### Your instructions
Output the whole listing exactly, with no pictures.

*** Input for this task Section Begins ***

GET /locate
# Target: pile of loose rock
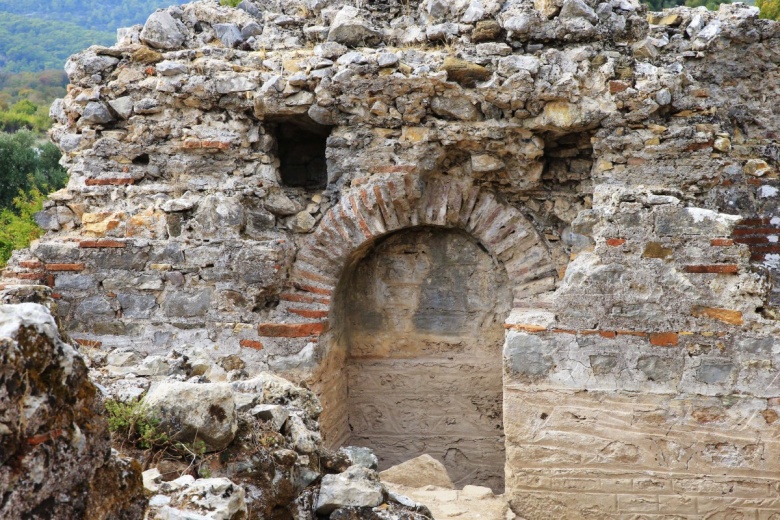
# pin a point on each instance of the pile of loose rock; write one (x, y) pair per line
(56, 459)
(248, 448)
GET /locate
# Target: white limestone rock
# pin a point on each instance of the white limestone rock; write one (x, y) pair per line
(190, 412)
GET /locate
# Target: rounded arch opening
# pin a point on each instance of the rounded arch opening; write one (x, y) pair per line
(414, 352)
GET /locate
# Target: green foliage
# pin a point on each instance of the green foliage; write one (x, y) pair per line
(26, 164)
(99, 15)
(17, 227)
(30, 44)
(40, 88)
(660, 5)
(769, 9)
(136, 424)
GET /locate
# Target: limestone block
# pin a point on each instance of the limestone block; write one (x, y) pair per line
(455, 108)
(356, 487)
(418, 472)
(193, 412)
(162, 32)
(96, 112)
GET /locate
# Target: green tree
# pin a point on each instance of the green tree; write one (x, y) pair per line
(26, 165)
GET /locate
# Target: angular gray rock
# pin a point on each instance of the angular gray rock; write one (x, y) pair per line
(192, 412)
(356, 487)
(161, 31)
(350, 29)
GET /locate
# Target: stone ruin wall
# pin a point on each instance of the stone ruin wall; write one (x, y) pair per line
(617, 169)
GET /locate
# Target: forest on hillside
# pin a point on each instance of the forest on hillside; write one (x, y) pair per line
(97, 15)
(41, 35)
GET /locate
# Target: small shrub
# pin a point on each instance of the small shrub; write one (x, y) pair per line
(136, 424)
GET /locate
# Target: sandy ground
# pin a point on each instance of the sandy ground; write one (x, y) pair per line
(469, 503)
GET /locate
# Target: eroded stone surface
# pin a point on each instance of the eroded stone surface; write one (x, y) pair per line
(55, 454)
(619, 168)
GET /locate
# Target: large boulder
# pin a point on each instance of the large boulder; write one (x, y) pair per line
(350, 29)
(55, 453)
(192, 412)
(162, 32)
(418, 472)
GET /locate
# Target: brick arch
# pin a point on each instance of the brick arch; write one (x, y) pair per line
(381, 206)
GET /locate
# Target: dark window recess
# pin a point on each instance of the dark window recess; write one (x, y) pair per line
(301, 148)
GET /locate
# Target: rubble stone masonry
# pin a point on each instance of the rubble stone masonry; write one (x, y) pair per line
(246, 180)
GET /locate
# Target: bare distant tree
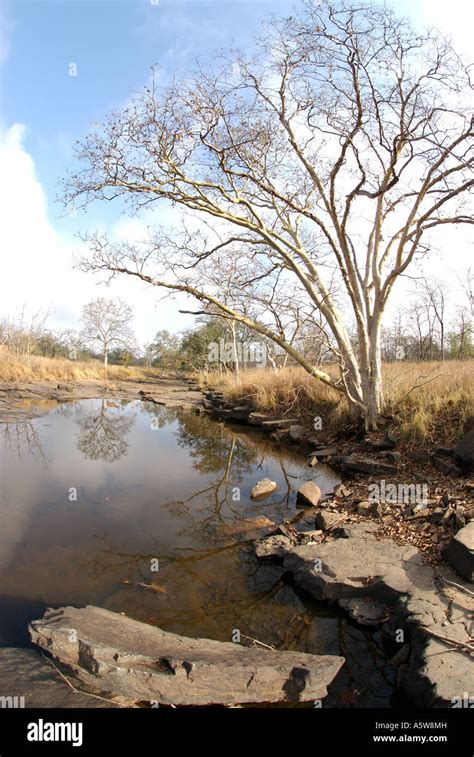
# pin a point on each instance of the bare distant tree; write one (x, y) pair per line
(106, 325)
(339, 144)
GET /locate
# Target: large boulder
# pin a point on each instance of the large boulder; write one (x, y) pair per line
(460, 552)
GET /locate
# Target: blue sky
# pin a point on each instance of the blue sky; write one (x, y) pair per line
(43, 110)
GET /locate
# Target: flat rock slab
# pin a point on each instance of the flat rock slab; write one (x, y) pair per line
(28, 680)
(460, 552)
(124, 657)
(393, 576)
(309, 494)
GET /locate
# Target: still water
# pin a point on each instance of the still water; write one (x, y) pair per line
(146, 510)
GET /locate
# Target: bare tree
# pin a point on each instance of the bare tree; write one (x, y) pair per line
(339, 146)
(106, 325)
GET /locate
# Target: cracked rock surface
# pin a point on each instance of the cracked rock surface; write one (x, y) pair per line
(435, 615)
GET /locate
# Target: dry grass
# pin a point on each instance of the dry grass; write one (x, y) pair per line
(429, 402)
(35, 368)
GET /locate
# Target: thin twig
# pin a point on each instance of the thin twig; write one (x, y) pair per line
(457, 586)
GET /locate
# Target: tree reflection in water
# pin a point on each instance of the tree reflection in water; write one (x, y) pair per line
(103, 431)
(22, 437)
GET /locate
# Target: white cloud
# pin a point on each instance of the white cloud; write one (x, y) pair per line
(37, 261)
(454, 18)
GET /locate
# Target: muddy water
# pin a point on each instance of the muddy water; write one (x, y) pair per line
(146, 510)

*** Input for this task Section Ends ***

### Solution for this exercise
GET /locate
# Target: pile of loose rock
# pin a point on each instance of the pile of loose rock; write one (x, y) pair per line
(56, 459)
(248, 448)
GET /locate
# Target: white limestone rock
# pin a point on each instance of the white limestone rock; write one (x, y) pair per line
(190, 412)
GET /locate
# Target: rounded arch opening
# pin a point on each instance of the rounded arch opening; write one (x, y) pair per line
(414, 352)
GET /locate
# Target: green foliage
# pin a point on each instance of the green foliage; write one (x, y) pair per line
(26, 164)
(99, 15)
(17, 227)
(30, 44)
(40, 88)
(660, 5)
(769, 9)
(136, 424)
GET /locate
# Target: limestone block
# pin a point on each instance of the limestone block; write one (x, y) pair per line
(455, 108)
(356, 487)
(418, 472)
(193, 412)
(162, 32)
(96, 112)
GET /locate
# Target: green tree
# pin a point on each instance of the green tree; write one (x, y) pair per line
(26, 165)
GET /locate
# Target: angular gray rock
# pin a point on each instance of the angular gray rock; write one (x, y) pair per line
(192, 412)
(356, 487)
(161, 31)
(350, 29)
GET /locate
# Target: stone ruin wall
# pin a point on each instance of the stone ruin wall; write one (x, y) pair per line
(617, 169)
GET /locate
# Target: forest on hillside
# pin a point on each instance of the forest on hillside; write one (x, y) pair per line
(97, 15)
(41, 35)
GET /locate
# Target: small shrub
# pin a point on each instance of the small shrub; write one (x, y) pair per line
(136, 424)
GET /locate
# Target: sandy ground
# pin a point on each instance of the sandy ground; write one (x, y) pair per line
(469, 503)
GET /locate
# Target: eroded stone surface
# pin a point on each instance of the eroded stone surface; write one (x, y) pair per line
(55, 454)
(619, 168)
GET /locate
# Target: large boulder
# pin a point on each instance of the large boulder; write one (x, y) pair per line
(350, 29)
(55, 453)
(192, 412)
(162, 32)
(418, 472)
GET /locate
# Target: brick arch
# pin a point on each instance of the brick arch; write one (x, y) pair per line
(381, 206)
GET /locate
# Target: dark window recess
# pin a point on each instance of the dark window recess; write one (x, y) pair per line
(301, 148)
GET /locate
# Target: rubble stone masonry
# pin a point on each instance of the rubble stone masonry; write one (x, y) pair per line
(246, 180)
GET /locate
# Target: bare distant tree
# pin a point on each instance of the bare distant tree; write one (x, y) pair per line
(106, 325)
(339, 144)
GET /locate
# Target: large boulder
# pin a point on each instance of the large boulder; write one (x, y) pair per line
(460, 552)
GET /locate
# Target: blue sky
# pin a point on each instance of the blue sky; write one (x, y) pair per line
(43, 110)
GET /locate
# Target: flat rock slab
# pin a point on each instance of the flat rock slab; write one (x, y) pair per line
(28, 680)
(460, 552)
(124, 657)
(393, 576)
(309, 494)
GET /locate
# Target: still water
# pin a point on each instance of the still water; write one (x, y) pair per line
(146, 510)
GET /locate
# Target: bare tree
# pin a point on each instance of the bare tree; write one (x, y) pair per line
(339, 146)
(106, 325)
GET /locate
# Target: cracked rock surface
# pin a point on each instance of the cracked rock surface; write one (x, y) pair per line
(435, 615)
GET /locate
# Target: dry grass
# pin a point on each instance of the dry grass; write one (x, y) pair per line
(429, 402)
(35, 368)
GET /locate
# Target: thin twig
# pin a point on each instance of the thin twig; write one (x, y) pair per line
(457, 586)
GET /locate
# Target: tree reflection in water
# pin a point on each instance of the tree reflection in water; write one (x, y) pair per line
(103, 431)
(22, 437)
GET /locate
# Target: white cloud
# pin a point on each instance of the white cloud; write one (x, y) pair per line
(37, 261)
(454, 18)
GET /locate
# Target: muddy water
# pin a point on each instance of the muddy water; write one (x, y) pair per line
(146, 510)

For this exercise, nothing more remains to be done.